◆ DIRECTIVES
• 1. Retype the passage of the essay on selfhood and the cluttered house, starting with "Tomorrow, I meet" and going on through "move into next.".
• 2. Write what comes next in the essay on selfhood and the cluttered house, picking up right after its last sentence.

Which brings the currently running iteration of my self to this moment, an impossible to capture snapshot in time, the air passing into and out of our lungs, the gaseous exchange in our blood feeding all the many parts as we drink tea, turning our stomach on and slightly altering our brain processes as we attempt to meditate unencumbered by outside influences.

We (or I) continue on our (my) journey unto death, a path we once thought was taken alone but years of accumulated observations we call wisdom have taught us that nothing is alone in the universe, all of us connected to the atoms bouncing around, the wavelengths intersecting, the gamma rays and cosmic waves passing through and around us without end.

So it is I sit here now, in familiar surroundings that change imperceptibly, the same piles of abandoned art projects reflecting visible wavelengths to our optic nerves, wondering not who I am but what I will do next.

I am the set of states of energy that I am, no worries about purposes or causes or origins or endings.

I rejoice in my temporary status as a labeled being recognisable by others like me and other living beings which react to me, from the cats in the house to the mosquitoes in the backyard.

What will I do next?

Today, the choices are limited by my imagination.  I will continue to build the backyard writer’s cottage (at my wife’s urging), spending some portion of the day brushing wood preservative onto pieces of pallet wood which I will use as the lower walls of the writer’s cottage, later fitting them together like jigsaw pieces into the foundation flooring up on a rock shelf in the woods.

The experience building and completing this cottage I will apply to the next building I construct in the backyard of our new home, a pallet wood garden shed, assuming all goes well and we get the house and property we’ve laid our eyes on.

Tomorrow, I meet a home inspector who I hope is as impartial as can be hoped (favouring neither the seller nor the buyer) to give my wife and me a true assessment of the house we think we’ll move into next.

Tomorrow, I will not be the person I am today or the person I will be in a few seconds.

I do not exist except as a concept but a concept that most people can readily react to as all of us are taught to react to each other as if our selves from moment to moment are continuously the same if not contiguous.

I mentally look at the rooms of our house and see the decrease in their usefulness as we accepted furniture and personal belongings of our dead relatives:

  • two back bedrooms filled with family furniture pieces that have narrow pathways to walk around the rooms,
  • the back bathroom in which we use the shower daily and feed the younger cat kitten food,
  • the sunroom mostly filled with my wife’s handmade card crafting supplies and tools,
  • the dining room filled with display cabinets and handmade card crafting material,
  • the living room with its baby grand piano and antique pump organ, media entertainment center, handmade card crafting material, wall artwork stacked on the floor, sofa and chair, and stacks of hardwood flooring we’ve never installed in the house,
  • the master bedroom with clothes chests, shoes all over the place, walk-in closet filled with clothes and shoes,
  • master bathroom (truly just a w.c.) with nonfunctioning shower,
  • kitchen with every counter covered with stuff,
  • breakfast room that serves as my wife’s second closet,
  • pantry filled with foodstuff,
  • laundry room half-filled with stacks of hardwood flooring we’ve never installed in the house, with a chest freezer, clothes washer and dryer,
  • garage that holds one car and one motorcycle, otherwise filled with tools and inherited furniture/tools not good/strong enough for daily use, a workbench covered with my incomplete projects, and, finally,
  • two outside storage bins, one next to the garage for a whole-house petrol-powered generator, the other under the front deck filled with seasonal decorations and floor tiles we’ve never installed in the house.

[Mask labeling items]

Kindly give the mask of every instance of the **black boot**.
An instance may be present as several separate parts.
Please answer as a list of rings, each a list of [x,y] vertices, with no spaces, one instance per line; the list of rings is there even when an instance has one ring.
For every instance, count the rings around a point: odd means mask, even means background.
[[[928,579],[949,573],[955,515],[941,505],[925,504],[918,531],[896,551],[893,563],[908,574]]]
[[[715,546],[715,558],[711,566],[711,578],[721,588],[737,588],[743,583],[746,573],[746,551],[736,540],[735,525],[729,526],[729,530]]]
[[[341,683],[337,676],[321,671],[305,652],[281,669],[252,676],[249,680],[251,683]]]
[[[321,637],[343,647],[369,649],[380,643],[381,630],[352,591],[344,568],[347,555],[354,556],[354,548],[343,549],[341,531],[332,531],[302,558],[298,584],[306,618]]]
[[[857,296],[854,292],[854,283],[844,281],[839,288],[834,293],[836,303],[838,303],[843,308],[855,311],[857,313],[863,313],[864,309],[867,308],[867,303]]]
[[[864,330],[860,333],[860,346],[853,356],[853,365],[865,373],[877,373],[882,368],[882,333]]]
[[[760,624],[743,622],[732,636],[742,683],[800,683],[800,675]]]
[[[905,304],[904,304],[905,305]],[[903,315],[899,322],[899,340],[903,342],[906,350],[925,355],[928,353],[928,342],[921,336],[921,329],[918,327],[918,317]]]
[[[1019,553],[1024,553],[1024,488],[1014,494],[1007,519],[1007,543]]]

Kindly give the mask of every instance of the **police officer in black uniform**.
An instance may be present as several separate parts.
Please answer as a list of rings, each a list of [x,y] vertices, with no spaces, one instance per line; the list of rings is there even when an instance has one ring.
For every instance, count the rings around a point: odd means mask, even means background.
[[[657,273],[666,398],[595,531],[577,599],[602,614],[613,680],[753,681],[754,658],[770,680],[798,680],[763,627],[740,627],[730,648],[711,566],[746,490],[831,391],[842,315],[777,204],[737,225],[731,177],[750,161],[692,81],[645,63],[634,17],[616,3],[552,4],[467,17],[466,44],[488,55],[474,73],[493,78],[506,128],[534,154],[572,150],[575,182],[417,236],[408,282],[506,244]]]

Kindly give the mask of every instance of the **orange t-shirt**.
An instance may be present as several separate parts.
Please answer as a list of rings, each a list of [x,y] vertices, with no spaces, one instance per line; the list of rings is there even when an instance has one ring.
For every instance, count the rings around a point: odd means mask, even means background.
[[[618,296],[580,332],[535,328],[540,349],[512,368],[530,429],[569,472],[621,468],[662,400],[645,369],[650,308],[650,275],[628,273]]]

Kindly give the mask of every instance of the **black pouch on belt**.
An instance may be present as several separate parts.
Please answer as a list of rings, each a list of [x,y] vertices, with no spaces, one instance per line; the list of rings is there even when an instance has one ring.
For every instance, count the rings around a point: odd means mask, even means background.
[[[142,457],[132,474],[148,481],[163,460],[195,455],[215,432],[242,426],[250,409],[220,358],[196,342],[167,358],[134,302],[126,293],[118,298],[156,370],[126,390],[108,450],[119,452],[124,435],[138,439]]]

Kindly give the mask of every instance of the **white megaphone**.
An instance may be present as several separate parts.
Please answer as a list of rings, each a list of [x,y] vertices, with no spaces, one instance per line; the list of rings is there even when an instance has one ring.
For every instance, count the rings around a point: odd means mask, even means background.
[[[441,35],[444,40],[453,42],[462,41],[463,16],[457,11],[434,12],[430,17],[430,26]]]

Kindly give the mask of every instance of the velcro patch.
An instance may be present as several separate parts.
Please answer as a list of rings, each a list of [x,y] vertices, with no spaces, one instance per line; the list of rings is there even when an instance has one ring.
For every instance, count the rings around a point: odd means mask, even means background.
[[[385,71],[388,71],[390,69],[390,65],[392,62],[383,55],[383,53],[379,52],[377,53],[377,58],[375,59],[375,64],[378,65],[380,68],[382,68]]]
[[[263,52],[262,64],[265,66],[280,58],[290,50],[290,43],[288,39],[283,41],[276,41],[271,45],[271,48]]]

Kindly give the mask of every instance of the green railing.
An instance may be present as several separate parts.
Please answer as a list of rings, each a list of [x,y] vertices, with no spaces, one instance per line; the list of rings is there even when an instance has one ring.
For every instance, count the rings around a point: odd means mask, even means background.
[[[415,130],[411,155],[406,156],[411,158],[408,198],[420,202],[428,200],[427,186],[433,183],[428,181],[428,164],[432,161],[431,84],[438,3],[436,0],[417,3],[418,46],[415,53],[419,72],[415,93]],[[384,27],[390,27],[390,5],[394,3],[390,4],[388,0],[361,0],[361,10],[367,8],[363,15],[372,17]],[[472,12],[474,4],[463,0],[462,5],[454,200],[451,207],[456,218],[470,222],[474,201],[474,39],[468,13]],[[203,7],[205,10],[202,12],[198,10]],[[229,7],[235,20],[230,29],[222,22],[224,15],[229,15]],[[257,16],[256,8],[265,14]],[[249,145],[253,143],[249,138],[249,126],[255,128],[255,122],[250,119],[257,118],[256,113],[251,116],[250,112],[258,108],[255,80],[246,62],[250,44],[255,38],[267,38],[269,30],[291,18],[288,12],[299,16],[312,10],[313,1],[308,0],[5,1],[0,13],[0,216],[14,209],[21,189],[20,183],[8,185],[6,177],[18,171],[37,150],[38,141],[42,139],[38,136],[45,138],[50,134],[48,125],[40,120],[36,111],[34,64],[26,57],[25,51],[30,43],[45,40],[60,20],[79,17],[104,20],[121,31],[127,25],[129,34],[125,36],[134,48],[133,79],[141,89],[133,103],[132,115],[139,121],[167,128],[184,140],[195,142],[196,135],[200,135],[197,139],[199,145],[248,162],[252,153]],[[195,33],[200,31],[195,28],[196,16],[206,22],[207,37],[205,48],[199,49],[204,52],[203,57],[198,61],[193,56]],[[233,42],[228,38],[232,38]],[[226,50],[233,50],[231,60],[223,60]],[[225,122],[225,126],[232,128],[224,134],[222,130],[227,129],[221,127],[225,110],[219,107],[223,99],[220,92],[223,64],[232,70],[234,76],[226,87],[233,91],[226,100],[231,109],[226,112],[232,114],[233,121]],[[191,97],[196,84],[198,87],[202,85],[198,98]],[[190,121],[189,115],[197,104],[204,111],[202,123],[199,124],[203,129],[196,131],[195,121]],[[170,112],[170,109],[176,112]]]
--
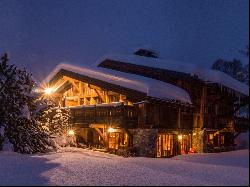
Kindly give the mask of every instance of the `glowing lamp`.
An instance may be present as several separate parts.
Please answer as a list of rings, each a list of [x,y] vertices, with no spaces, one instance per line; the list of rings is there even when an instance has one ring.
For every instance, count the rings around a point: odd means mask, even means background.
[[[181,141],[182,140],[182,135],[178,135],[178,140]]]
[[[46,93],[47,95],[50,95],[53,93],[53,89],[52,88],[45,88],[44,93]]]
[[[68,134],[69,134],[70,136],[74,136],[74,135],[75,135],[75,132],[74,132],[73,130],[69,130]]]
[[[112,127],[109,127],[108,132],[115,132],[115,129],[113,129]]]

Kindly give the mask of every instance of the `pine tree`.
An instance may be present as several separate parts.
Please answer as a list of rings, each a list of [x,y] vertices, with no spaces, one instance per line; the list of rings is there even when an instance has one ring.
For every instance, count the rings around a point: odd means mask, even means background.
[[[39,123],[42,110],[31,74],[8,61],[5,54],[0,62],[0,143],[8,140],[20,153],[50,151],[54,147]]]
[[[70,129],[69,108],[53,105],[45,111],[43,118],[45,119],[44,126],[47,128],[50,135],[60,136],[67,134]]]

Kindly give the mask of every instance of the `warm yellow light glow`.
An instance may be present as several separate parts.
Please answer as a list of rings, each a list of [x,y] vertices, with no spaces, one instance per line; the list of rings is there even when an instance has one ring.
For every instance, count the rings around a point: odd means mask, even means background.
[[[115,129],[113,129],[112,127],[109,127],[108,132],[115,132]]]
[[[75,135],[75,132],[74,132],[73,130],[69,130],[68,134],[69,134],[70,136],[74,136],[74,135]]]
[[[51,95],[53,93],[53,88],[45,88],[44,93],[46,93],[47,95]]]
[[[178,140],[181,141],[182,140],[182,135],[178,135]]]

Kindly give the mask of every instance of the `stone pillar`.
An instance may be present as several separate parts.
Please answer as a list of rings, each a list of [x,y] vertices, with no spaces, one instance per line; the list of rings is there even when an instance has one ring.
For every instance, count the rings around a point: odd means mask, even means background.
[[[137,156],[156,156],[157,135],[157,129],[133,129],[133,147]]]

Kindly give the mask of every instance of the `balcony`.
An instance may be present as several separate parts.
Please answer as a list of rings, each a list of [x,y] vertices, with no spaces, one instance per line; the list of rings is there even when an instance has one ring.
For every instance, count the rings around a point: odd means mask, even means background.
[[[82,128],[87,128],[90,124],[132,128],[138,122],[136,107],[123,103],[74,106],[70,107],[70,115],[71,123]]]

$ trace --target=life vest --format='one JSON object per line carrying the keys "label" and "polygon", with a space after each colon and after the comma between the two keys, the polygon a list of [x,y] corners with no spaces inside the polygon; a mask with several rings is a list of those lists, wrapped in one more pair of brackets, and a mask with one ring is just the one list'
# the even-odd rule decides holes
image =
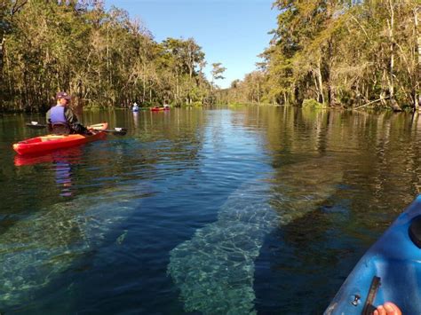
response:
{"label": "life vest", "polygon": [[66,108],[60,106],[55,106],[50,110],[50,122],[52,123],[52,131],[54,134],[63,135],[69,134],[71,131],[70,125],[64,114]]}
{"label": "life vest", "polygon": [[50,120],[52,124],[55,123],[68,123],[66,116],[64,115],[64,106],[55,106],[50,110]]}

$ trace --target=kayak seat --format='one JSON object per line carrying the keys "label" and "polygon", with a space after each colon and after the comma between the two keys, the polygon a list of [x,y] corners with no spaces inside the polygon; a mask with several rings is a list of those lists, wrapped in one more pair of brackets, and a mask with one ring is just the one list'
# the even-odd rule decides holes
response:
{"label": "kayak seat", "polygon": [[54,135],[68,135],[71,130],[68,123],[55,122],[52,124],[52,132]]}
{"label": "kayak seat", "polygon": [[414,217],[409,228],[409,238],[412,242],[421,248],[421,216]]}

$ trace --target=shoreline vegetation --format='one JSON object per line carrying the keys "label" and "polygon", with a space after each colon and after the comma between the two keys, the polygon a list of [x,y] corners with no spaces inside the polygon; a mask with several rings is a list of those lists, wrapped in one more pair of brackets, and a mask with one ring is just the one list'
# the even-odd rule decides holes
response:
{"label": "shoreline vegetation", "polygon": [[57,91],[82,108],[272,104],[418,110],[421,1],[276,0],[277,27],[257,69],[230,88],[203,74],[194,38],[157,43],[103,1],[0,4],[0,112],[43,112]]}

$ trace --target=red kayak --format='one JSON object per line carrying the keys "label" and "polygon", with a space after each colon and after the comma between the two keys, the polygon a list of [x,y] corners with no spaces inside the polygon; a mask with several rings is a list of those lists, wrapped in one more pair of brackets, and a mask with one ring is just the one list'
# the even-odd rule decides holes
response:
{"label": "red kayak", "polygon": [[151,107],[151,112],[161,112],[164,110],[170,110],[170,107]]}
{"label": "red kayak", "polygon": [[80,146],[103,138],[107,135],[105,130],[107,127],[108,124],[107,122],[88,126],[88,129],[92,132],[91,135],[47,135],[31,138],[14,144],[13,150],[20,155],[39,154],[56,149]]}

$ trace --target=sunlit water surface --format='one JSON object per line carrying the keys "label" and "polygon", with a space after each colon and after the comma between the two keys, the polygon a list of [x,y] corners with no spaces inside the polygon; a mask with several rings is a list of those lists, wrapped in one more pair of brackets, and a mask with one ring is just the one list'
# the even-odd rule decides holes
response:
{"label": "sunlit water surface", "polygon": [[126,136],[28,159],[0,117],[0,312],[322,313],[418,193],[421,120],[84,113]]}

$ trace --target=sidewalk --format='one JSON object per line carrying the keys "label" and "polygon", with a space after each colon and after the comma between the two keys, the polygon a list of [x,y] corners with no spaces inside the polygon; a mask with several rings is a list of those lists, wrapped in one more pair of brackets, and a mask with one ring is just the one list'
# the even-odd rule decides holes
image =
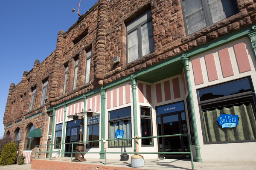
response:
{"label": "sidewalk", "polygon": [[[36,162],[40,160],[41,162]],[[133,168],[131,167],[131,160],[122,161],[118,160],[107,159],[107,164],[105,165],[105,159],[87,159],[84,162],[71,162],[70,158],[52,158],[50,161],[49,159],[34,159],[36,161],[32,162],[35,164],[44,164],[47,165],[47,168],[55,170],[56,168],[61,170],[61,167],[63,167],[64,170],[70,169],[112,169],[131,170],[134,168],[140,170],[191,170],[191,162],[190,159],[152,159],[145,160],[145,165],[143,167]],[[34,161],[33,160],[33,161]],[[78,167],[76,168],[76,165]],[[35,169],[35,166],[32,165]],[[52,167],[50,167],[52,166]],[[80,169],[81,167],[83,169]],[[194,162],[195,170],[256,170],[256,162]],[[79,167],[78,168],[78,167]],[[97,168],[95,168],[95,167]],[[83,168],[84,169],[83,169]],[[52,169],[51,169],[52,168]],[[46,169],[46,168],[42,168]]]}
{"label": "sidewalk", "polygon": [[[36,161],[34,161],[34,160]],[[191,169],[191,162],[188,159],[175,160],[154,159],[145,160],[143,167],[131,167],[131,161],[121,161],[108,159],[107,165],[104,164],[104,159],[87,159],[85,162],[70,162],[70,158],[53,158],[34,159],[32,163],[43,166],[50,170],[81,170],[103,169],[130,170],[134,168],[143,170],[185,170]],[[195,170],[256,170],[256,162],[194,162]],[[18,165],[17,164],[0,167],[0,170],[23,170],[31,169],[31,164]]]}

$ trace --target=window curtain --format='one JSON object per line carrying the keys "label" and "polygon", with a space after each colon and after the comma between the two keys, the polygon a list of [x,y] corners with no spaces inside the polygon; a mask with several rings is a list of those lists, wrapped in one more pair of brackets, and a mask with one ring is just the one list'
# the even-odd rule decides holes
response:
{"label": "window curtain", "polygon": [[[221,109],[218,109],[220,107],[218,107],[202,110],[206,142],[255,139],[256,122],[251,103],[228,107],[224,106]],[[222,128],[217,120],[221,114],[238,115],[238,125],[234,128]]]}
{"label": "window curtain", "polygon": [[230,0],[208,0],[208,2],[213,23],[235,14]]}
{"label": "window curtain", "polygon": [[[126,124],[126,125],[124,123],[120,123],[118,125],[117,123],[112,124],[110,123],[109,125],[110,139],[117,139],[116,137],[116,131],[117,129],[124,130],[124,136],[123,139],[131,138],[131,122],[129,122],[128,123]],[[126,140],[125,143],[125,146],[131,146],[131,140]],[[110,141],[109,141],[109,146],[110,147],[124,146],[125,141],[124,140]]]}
--
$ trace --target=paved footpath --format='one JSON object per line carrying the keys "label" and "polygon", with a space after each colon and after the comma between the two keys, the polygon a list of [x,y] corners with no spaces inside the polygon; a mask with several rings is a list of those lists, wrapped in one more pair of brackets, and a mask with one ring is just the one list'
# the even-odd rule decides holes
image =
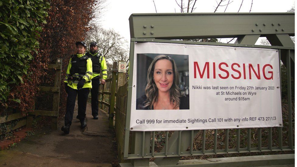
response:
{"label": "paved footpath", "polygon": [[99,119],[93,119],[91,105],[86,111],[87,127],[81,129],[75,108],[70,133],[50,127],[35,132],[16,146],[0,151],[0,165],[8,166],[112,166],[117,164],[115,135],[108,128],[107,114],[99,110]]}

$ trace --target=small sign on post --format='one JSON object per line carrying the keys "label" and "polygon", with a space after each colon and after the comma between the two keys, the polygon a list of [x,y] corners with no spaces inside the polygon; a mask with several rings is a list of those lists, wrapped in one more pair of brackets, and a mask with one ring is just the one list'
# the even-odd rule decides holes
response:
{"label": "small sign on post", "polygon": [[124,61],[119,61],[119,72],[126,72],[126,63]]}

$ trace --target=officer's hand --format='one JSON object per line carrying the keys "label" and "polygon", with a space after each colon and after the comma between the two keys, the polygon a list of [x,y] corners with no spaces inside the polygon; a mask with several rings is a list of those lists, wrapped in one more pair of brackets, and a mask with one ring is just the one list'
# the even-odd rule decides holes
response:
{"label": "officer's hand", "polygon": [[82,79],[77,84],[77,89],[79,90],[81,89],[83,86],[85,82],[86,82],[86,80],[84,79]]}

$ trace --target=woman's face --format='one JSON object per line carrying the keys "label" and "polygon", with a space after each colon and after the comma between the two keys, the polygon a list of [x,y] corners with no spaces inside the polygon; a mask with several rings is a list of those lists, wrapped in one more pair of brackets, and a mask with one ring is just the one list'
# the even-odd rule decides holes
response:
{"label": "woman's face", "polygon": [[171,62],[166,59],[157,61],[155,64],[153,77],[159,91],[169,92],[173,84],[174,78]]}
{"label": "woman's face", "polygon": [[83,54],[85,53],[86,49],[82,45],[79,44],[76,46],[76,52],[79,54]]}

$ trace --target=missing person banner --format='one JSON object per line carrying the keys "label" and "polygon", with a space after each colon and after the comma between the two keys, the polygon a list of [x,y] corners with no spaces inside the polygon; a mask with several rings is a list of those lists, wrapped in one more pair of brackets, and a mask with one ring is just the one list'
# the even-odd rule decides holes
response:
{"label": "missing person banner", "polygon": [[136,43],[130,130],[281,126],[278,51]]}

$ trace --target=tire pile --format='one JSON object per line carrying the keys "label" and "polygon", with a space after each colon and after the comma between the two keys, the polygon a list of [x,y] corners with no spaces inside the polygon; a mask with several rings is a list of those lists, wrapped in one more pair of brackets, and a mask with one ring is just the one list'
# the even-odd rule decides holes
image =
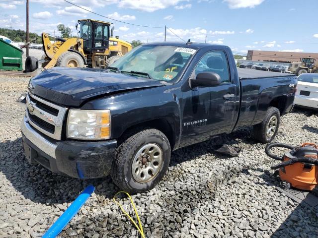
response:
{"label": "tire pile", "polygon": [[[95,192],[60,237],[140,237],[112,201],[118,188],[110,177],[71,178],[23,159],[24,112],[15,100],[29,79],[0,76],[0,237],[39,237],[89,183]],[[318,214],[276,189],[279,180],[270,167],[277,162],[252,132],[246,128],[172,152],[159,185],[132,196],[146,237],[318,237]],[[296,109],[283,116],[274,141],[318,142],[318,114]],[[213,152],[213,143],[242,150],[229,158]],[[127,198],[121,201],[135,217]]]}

◆ RESPONSES
• 1.
Tomorrow, I meet a home inspector who I hope is as impartial as can be hoped (favouring neither the seller nor the buyer) to give my wife and me a true assessment of the house we think we’ll move into next.

• 2.
The point being that if we continued down the thought path of decluttering our current house, we’d have the room we needed, the only exception being my wife’s wish for a single-level home with parking spaces for her friends to come over and work on their handmade card projects together, many of them older and unable to easily walk up a flight of stairs to get to our front door, let alone park on the street and walk up the driveway to get to the sidewalk and flight of stairs at our house.


No matter what, I keep writing, starting many projects, finishing a few.  It is the story of my life, a good story, solid, quiet, a few thrills along the way, hardly earthshaking, not globally historic, fun, relaxing and approaching the last years of my life, satisfied.

Rock. Gardening. Rock. On.

What once was a rocky knob in the landscape, too hilly for farming, a higher point on the landscape traversed by deer and other animals, (some of them hunted by thousands of years of our human presence), full of fossilised seabed, converted to suburban estate tract, with a small backyard patch of mowable grass, became an herb garden….

…then a flower garden…

…and slowly but surely returns to its forest roots…

The frogs remain the same…from 2004…

…to today!

Can we tell you with these images how happy we’ve been, living the childhood dream of a full-length adult life centred on a cottage in the woods near a town full on intelligentsia?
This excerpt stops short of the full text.